══ EXTRAIT

Il reste que cette pandémie interroge le modèle cartésien de « Nous rendre comme maîtres et possesseurs de la nature » dans la lignée du projet biblique originel, car en réalité nous ne sommes pas en dehors de la nature ni au-dessus d’elle. Nous sommes seulement un composant parmi tous les autres, particulier sans doute, mais peut-être pas essentiel, contrairement à nos croyances. Pour les scientifiques c’est la domestication des animaux à partir du néolithique qui a facilité la propagation virale en servant de pont entre certaines espèces sauvages et les humains. Or s’il existe à présent des milliers de virus recensés, la plupart des chercheurs considèrent que certains peuvent être les symptômes du déséquilibre de la relation entre l'homme et l'animal, ou entre nous et notre biotope. En modifiant l’information génétique des cellules, tel un palimpseste, les virus nous enverraient ainsi un signal d’alerte relatif à nos modes de vie contemporains.
Si le nombre de personnes infectées diminue dans les pays riches grâce à la santé publique, aux progrès de l’hygiène et aux vaccins, en revanche le nombre d‘épidémies a été multiplié par 10 depuis 1940. Pour les spécialistes plusieurs faits sont en cause : destruction de l'habitat naturel de certaines espèces, perte de la biodiversité, prolifération de l’élevage industriel, augmentation des températures et mondialisation des échanges sont en effet les conditions idéales pour l’essor des agents pathogènes. Mais ces modifications nécessitent sûrement davantage le changement de nos habitudes (production, consommation, transport…), avec la recherche de ce qui est essentiel pour chaque humain, qu’une guerre stérile contre les virus.
Car l’emploi du mot « guerre », comme autrefois par Clémenceau, mais à présent face au virus, n’est pas forcément le plus adapté sauf à désigner « L’art de la guerre » de Sun Tzu. Pour celui-ci il s’agit en effet moins d’anéantir un adversaire qui est ici imprévisible, multiforme et insaisissable que de lui faire perdre l’envie de se battre. Car c’est sa connaissance et celle de son environnement qui est la clé de voûte de toute victoire : « L’art de la guerre, c’est de soumettre l’ennemi sans combat. » Et Lao Tseu ajoute : « Le plus grand conquérant est celui qui sait vaincre sans bataille ».

════
══ CONTENU DES DONNÉES

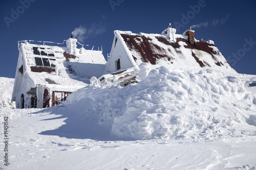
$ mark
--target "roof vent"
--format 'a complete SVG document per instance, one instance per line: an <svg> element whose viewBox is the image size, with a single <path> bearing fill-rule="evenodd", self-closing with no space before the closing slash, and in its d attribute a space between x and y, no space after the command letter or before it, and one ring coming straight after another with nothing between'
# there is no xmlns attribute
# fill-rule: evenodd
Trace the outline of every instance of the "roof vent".
<svg viewBox="0 0 256 170"><path fill-rule="evenodd" d="M186 34L187 35L187 40L189 42L190 44L195 44L195 31L191 30L191 27L190 30L187 30L186 31Z"/></svg>
<svg viewBox="0 0 256 170"><path fill-rule="evenodd" d="M165 36L165 38L169 42L176 42L176 29L172 28L170 23L168 28L162 32L162 34Z"/></svg>

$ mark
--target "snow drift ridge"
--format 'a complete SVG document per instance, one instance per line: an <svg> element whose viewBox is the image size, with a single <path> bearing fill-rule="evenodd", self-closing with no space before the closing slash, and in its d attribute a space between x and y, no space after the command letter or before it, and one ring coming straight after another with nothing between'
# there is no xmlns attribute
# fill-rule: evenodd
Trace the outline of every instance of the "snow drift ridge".
<svg viewBox="0 0 256 170"><path fill-rule="evenodd" d="M256 112L256 96L236 77L210 69L143 67L151 70L137 84L79 89L63 106L79 108L84 119L97 119L95 129L105 127L109 135L136 139L241 135L241 127L249 126L247 119L255 120L250 116Z"/></svg>

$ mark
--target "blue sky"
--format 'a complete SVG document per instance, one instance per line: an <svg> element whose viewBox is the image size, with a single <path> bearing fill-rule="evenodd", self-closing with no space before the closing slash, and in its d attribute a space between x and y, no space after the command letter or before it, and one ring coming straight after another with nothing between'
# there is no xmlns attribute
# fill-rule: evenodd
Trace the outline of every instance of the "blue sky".
<svg viewBox="0 0 256 170"><path fill-rule="evenodd" d="M161 33L169 23L182 34L190 26L198 40L215 42L237 71L256 75L256 1L0 1L0 77L14 78L17 42L62 42L76 28L86 49L111 50L114 30Z"/></svg>

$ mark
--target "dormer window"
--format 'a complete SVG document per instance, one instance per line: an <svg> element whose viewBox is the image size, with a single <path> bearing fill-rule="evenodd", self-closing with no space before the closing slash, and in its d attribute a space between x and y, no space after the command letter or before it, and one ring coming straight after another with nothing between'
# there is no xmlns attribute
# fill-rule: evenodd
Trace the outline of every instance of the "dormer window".
<svg viewBox="0 0 256 170"><path fill-rule="evenodd" d="M120 64L120 59L116 61L116 70L119 70L121 68L121 65Z"/></svg>
<svg viewBox="0 0 256 170"><path fill-rule="evenodd" d="M49 50L51 50L51 48L46 48L40 47L38 50L38 47L36 46L33 47L33 51L34 52L34 54L37 55L41 55L41 56L52 56L54 57L54 54L48 54Z"/></svg>
<svg viewBox="0 0 256 170"><path fill-rule="evenodd" d="M35 57L35 64L37 66L45 67L55 67L55 65L53 64L54 59L49 59L46 58Z"/></svg>

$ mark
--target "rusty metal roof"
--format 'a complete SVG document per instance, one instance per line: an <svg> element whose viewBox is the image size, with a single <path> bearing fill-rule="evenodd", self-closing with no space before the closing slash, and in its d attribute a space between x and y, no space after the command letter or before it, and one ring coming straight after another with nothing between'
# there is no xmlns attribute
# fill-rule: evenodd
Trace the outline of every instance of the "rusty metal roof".
<svg viewBox="0 0 256 170"><path fill-rule="evenodd" d="M181 51L181 45L179 43L180 41L182 41L185 43L183 46L187 49L191 49L191 55L190 53L189 55L184 57L194 58L200 67L211 67L214 64L214 62L219 66L224 66L223 62L227 63L227 65L231 67L218 50L215 50L211 47L216 47L215 45L206 41L197 41L195 44L190 44L187 40L183 38L177 38L176 42L173 43L161 36L145 36L139 34L122 33L120 35L128 49L132 52L132 57L135 62L141 61L143 62L156 64L161 59L170 64L173 64L177 59L177 54L185 55ZM204 58L204 56L199 56L194 53L195 50L204 52L210 55L212 59L210 60L213 60L210 62L211 65L209 63L209 59L206 60ZM138 56L139 59L137 58ZM218 58L219 56L220 57Z"/></svg>

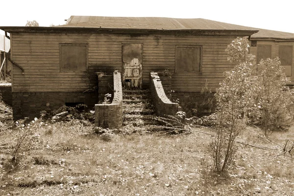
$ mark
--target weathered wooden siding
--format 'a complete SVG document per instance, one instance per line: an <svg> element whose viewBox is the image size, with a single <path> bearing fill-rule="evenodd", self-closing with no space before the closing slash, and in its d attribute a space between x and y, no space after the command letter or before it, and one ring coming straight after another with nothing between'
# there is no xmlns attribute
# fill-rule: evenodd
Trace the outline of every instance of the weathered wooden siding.
<svg viewBox="0 0 294 196"><path fill-rule="evenodd" d="M255 56L255 62L256 61L256 57L257 56L257 47L260 45L271 45L271 58L279 57L279 46L280 45L292 45L293 46L292 74L291 76L289 77L290 81L292 82L289 84L294 84L294 83L293 83L294 82L294 42L276 42L273 40L257 41L256 46L251 46L250 48L250 53Z"/></svg>
<svg viewBox="0 0 294 196"><path fill-rule="evenodd" d="M97 85L95 71L107 67L122 72L122 45L143 44L143 85L151 71L174 72L176 45L202 46L201 73L175 73L173 90L197 92L207 81L213 89L233 67L224 50L235 37L126 35L115 34L12 33L12 58L24 69L13 67L14 92L82 92ZM59 44L87 44L88 70L60 72ZM273 50L274 51L274 50Z"/></svg>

════

*CONSIGNE*: Veuillez recopier fidèlement l'extrait sur la pandémie, de « Si le nombre » à « contre les virus. ».

*RÉPONSE*:
Si le nombre de personnes infectées diminue dans les pays riches grâce à la santé publique, aux progrès de l’hygiène et aux vaccins, en revanche le nombre d‘épidémies a été multiplié par 10 depuis 1940. Pour les spécialistes plusieurs faits sont en cause : destruction de l'habitat naturel de certaines espèces, perte de la biodiversité, prolifération de l’élevage industriel, augmentation des températures et mondialisation des échanges sont en effet les conditions idéales pour l’essor des agents pathogènes. Mais ces modifications nécessitent sûrement davantage le changement de nos habitudes (production, consommation, transport…), avec la recherche de ce qui est essentiel pour chaque humain, qu’une guerre stérile contre les virus.